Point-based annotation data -
__________
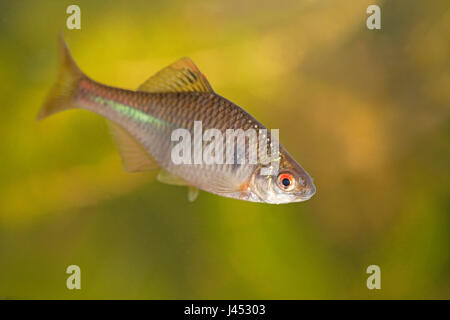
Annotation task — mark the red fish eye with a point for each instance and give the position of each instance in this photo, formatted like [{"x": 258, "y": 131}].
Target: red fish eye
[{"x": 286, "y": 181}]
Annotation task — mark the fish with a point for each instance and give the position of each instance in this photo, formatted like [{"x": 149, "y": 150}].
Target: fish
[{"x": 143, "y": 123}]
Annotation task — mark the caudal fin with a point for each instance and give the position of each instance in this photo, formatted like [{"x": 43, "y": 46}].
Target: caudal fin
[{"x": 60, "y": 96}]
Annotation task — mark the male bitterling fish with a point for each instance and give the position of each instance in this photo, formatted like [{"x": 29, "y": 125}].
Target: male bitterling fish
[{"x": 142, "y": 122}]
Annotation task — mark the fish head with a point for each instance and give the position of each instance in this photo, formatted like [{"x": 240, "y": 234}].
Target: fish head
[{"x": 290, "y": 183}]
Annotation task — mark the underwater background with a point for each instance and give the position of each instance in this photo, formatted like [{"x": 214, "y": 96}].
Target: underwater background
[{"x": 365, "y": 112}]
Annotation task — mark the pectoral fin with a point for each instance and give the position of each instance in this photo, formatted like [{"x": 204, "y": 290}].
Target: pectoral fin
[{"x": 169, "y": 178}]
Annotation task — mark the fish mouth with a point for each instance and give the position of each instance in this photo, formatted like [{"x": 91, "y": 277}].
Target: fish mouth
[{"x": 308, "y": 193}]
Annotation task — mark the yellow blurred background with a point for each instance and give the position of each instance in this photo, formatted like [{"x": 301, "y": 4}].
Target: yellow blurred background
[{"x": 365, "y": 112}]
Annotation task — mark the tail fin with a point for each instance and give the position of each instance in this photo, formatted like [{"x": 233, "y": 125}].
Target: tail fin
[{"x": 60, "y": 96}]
__________
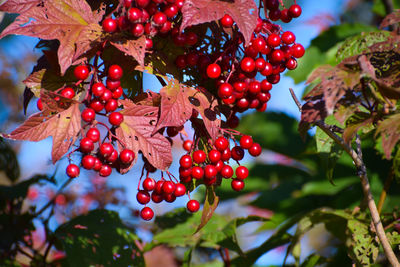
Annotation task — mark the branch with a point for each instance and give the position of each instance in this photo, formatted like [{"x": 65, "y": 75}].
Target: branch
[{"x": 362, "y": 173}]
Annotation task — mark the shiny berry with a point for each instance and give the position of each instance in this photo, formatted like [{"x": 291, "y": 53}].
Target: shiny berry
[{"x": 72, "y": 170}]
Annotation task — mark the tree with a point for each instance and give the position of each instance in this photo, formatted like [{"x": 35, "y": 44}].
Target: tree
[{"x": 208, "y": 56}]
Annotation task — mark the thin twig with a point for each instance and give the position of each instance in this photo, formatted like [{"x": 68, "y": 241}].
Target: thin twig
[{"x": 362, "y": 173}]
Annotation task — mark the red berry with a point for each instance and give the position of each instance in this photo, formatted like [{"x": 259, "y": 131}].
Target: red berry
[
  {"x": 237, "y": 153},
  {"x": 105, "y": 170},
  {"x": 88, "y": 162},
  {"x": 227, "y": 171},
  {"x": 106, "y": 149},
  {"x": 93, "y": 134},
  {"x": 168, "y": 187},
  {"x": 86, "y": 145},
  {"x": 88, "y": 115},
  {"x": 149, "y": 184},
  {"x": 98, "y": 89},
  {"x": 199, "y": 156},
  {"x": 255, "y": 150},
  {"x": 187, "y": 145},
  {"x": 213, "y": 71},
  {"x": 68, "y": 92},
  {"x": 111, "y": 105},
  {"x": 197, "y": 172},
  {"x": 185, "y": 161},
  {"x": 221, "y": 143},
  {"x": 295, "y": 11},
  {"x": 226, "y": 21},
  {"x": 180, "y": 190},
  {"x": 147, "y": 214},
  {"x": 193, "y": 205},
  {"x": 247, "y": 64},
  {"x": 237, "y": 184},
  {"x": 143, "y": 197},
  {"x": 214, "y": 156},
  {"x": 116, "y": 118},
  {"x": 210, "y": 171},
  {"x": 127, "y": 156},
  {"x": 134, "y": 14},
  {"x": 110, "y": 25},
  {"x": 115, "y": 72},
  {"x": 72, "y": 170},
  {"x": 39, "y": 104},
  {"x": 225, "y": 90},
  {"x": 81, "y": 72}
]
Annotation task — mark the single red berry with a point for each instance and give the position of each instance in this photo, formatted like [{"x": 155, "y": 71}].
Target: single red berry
__________
PROBLEM TO SOLVE -
List every line in the rows above that contains the word "underwater".

TASK RESPONSE -
Annotation task — mark the underwater background with a point for each instance and give the position of each instance in this photo, formatted like [{"x": 214, "y": 96}].
Target: underwater background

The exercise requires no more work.